● **YOUR INSTRUCTIONS**:
What is needed is an exact copy of all the records below.
______________________________
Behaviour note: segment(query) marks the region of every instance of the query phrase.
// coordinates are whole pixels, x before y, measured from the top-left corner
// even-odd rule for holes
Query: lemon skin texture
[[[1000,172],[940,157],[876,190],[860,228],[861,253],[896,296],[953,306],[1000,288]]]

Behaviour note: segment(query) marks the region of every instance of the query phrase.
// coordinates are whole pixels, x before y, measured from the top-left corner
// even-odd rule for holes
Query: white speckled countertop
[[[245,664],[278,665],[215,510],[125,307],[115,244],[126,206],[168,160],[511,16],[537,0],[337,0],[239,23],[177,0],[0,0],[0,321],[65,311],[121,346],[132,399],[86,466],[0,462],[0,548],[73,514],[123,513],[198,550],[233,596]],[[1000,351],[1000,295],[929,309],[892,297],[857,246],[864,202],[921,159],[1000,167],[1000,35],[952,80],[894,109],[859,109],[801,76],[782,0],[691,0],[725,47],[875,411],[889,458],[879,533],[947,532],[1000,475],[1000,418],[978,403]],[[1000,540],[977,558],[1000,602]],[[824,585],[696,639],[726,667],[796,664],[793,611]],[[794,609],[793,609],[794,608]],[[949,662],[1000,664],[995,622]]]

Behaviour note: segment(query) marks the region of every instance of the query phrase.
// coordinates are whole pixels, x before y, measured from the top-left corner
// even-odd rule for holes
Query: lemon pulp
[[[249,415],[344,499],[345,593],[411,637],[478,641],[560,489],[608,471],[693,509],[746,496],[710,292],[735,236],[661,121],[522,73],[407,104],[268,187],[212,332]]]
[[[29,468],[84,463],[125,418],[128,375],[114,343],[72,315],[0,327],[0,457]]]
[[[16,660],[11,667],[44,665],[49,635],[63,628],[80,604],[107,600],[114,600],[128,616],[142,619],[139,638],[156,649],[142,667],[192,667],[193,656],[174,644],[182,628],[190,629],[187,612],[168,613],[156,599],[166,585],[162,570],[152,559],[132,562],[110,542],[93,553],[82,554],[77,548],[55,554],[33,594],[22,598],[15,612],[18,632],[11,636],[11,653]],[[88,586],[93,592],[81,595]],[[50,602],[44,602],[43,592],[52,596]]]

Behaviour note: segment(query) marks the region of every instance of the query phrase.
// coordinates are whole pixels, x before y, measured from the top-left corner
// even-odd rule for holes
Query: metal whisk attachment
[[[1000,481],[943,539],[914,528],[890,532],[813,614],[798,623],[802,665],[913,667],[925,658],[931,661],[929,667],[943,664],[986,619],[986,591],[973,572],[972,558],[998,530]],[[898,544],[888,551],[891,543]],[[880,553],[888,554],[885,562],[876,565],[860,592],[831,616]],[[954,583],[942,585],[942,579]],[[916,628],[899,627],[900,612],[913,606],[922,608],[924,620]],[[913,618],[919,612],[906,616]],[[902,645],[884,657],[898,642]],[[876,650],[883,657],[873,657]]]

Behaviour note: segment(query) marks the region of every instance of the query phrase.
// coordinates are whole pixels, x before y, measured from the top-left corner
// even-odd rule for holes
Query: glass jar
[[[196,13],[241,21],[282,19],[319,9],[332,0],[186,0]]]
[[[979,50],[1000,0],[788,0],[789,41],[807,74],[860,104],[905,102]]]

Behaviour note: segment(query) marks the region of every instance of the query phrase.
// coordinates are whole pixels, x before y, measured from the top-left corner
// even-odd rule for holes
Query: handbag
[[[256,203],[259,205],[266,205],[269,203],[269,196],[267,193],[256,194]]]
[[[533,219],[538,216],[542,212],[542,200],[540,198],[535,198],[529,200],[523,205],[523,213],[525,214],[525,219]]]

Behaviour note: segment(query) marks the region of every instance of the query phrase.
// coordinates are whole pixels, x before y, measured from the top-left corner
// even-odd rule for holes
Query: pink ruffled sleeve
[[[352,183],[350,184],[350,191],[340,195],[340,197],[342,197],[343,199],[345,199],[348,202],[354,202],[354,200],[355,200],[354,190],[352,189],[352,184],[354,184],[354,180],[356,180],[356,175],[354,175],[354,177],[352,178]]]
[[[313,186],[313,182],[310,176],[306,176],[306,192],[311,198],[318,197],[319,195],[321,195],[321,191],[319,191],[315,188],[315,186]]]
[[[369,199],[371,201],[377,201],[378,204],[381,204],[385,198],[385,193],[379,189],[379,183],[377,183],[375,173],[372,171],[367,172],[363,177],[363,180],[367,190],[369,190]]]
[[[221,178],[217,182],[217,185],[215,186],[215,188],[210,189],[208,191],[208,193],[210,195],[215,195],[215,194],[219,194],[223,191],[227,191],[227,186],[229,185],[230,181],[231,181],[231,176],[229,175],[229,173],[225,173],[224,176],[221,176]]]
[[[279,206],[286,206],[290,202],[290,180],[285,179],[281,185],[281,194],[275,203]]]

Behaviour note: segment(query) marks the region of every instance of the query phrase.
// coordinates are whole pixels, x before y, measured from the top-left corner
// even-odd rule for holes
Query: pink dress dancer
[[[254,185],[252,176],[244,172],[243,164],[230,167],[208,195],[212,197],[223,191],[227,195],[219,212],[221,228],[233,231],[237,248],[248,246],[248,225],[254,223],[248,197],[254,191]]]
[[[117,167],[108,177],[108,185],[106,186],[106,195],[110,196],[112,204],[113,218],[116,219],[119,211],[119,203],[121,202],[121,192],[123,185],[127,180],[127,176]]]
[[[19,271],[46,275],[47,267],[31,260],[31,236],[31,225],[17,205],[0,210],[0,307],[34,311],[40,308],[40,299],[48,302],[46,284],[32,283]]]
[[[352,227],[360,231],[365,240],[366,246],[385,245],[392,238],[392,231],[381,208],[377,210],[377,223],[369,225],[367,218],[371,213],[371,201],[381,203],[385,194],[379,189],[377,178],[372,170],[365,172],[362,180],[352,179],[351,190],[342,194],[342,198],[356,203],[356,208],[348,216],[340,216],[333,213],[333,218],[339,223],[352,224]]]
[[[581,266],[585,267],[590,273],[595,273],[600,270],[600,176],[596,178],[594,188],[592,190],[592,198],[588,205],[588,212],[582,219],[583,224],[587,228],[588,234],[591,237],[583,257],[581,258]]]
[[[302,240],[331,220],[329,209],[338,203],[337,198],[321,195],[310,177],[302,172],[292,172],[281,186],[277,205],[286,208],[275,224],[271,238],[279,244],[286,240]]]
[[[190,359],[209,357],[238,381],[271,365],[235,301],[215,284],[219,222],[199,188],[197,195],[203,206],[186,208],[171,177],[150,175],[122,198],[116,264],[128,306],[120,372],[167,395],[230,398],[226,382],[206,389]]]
______________________________
● **YOUR RESPONSE**:
Behaviour note: segment(query) marks the region of every instance of the query phrase.
// coordinates are whole pixels, x before y, measured from the top-left corner
// even-odd rule for holes
Query: lemon skin texture
[[[1000,172],[940,157],[876,190],[860,228],[861,253],[896,296],[953,306],[1000,288]]]

Behaviour note: segment(query) marks the region of every instance of the query phrase.
// coordinates are whole pixels, x before y, measured from the top-left corner
// even-odd rule for holes
Query: white speckled countertop
[[[245,664],[278,665],[215,510],[125,307],[115,244],[126,206],[168,160],[511,16],[537,0],[337,0],[239,23],[177,0],[0,0],[0,321],[65,311],[121,346],[132,399],[86,466],[0,462],[0,548],[73,514],[123,513],[198,550],[233,596]],[[1000,351],[1000,295],[929,309],[892,297],[857,246],[864,202],[921,159],[1000,167],[1000,35],[952,80],[894,109],[859,109],[801,76],[782,0],[691,0],[725,47],[875,411],[889,458],[879,533],[947,532],[1000,475],[1000,418],[978,403]],[[1000,540],[977,558],[1000,602]],[[824,585],[696,639],[726,667],[796,664],[793,611]],[[794,609],[793,609],[794,608]],[[949,662],[1000,664],[995,622]]]

Behaviour note: segment(query) marks the region of every instance of the query phrase.
// coordinates are whole pixels, x before y, measured from the top-left corner
// even-odd rule for holes
Query: lemon pulp
[[[249,415],[344,499],[345,593],[411,637],[478,641],[560,489],[608,471],[693,509],[746,496],[710,292],[735,236],[661,121],[522,73],[407,104],[268,187],[212,332]]]
[[[29,468],[84,463],[125,418],[128,375],[114,343],[72,315],[0,327],[0,457]]]
[[[16,660],[11,667],[44,665],[49,635],[63,628],[80,604],[107,600],[114,600],[128,616],[142,619],[139,638],[156,649],[142,667],[192,667],[193,656],[174,644],[182,628],[190,629],[187,612],[168,613],[156,599],[166,585],[162,570],[152,559],[132,562],[110,542],[93,553],[82,554],[77,548],[55,554],[33,594],[22,598],[15,612],[18,632],[11,636],[11,653]],[[88,586],[93,592],[81,595]],[[50,602],[44,602],[43,592],[52,596]]]

Behaviour note: segment(query) marks the region of every instance of the query phrase.
// coordinates are whole pixels, x before y, measured from the top-left corner
// even-odd rule for holes
Query: metal whisk attachment
[[[1000,481],[943,539],[914,528],[890,532],[813,614],[798,623],[802,665],[913,667],[925,658],[931,661],[929,667],[943,664],[986,619],[986,591],[973,572],[972,558],[998,530]],[[898,544],[888,551],[891,543]],[[880,553],[888,554],[885,562],[876,565],[860,592],[831,616]],[[954,583],[942,585],[942,579]],[[916,628],[899,627],[900,612],[913,606],[922,608],[924,620]],[[913,618],[919,612],[906,616]],[[902,645],[884,657],[898,642]],[[876,650],[883,657],[873,657]]]

Behaviour note: segment(query) marks the region of every instance of the query phrase.
// coordinates are whole pixels, x before y, measured from the top-left corner
// even-odd rule for holes
Query: glass jar
[[[196,13],[241,21],[282,19],[319,9],[332,0],[186,0]]]
[[[979,50],[1000,0],[788,0],[789,41],[807,74],[860,104],[905,102]]]

Behaviour note: segment(query) marks the region of every instance of the query phrase.
// coordinates are whole pixels, x before y, measured from the top-left corner
// even-odd rule for holes
Query: handbag
[[[256,203],[259,205],[266,205],[269,203],[269,196],[267,193],[256,194]]]
[[[533,219],[538,216],[542,212],[542,200],[540,198],[535,198],[529,200],[523,205],[523,213],[525,214],[525,219]]]

Behaviour note: segment(query) marks the region of every instance of the query phrase.
// coordinates are whole pixels, x before y, measured from the top-left corner
// even-odd rule for holes
Query: pink ruffled sleeve
[[[352,183],[350,184],[350,191],[340,195],[340,197],[342,197],[343,199],[345,199],[348,202],[354,202],[354,200],[355,200],[354,190],[352,189],[352,184],[354,184],[354,180],[356,180],[356,175],[354,175],[354,177],[352,178]]]
[[[313,186],[313,182],[310,176],[306,176],[306,192],[311,198],[318,197],[319,195],[321,195],[321,191],[319,191],[315,188],[315,186]]]
[[[369,199],[371,201],[377,201],[378,204],[381,204],[385,198],[385,193],[379,189],[379,183],[377,183],[375,173],[372,171],[367,172],[363,177],[363,180],[367,190],[369,190]]]
[[[221,178],[217,182],[217,185],[215,186],[215,188],[210,189],[208,191],[208,193],[210,195],[215,195],[215,194],[219,194],[223,191],[227,191],[227,186],[229,185],[230,181],[231,181],[231,176],[229,175],[229,173],[225,173],[224,176],[221,176]]]
[[[279,206],[286,206],[290,202],[290,180],[285,179],[281,185],[281,194],[275,203]]]

Behaviour note: segment(query) marks the region of every instance of the query phrase.
// coordinates are whole pixels, x before y, measured from the top-left corner
// even-odd rule for holes
Query: pink dress dancer
[[[254,185],[252,176],[244,172],[243,164],[230,167],[208,195],[212,197],[223,191],[227,195],[219,212],[221,228],[233,231],[237,248],[248,246],[248,225],[254,223],[248,197],[254,191]]]
[[[117,167],[108,177],[108,185],[106,186],[106,195],[110,196],[112,204],[113,218],[116,219],[119,211],[119,203],[121,202],[121,192],[123,185],[127,180],[127,176]]]
[[[19,271],[46,275],[47,267],[31,260],[31,236],[31,225],[17,205],[0,210],[0,307],[34,311],[40,308],[40,299],[48,302],[46,284],[32,283]]]
[[[352,227],[360,231],[365,240],[366,246],[385,245],[392,238],[392,231],[381,208],[377,210],[377,223],[369,225],[367,218],[371,213],[371,201],[381,203],[385,194],[379,189],[377,178],[372,170],[365,172],[362,180],[352,179],[351,190],[342,194],[342,198],[356,203],[356,208],[348,216],[340,216],[333,213],[333,218],[339,223],[352,224]]]
[[[581,266],[585,267],[590,273],[595,273],[600,270],[600,176],[596,178],[594,188],[592,190],[592,198],[588,205],[588,212],[582,219],[583,224],[587,228],[588,234],[591,237],[583,257],[581,258]]]
[[[302,240],[331,220],[329,209],[338,203],[337,198],[321,195],[310,177],[302,172],[292,172],[281,186],[277,205],[286,208],[275,224],[271,238],[279,244],[286,240]]]
[[[190,359],[209,357],[238,381],[271,365],[235,301],[215,284],[219,222],[199,188],[197,195],[203,206],[186,208],[171,177],[150,175],[122,198],[116,264],[128,306],[120,372],[167,395],[230,398],[226,382],[206,389]]]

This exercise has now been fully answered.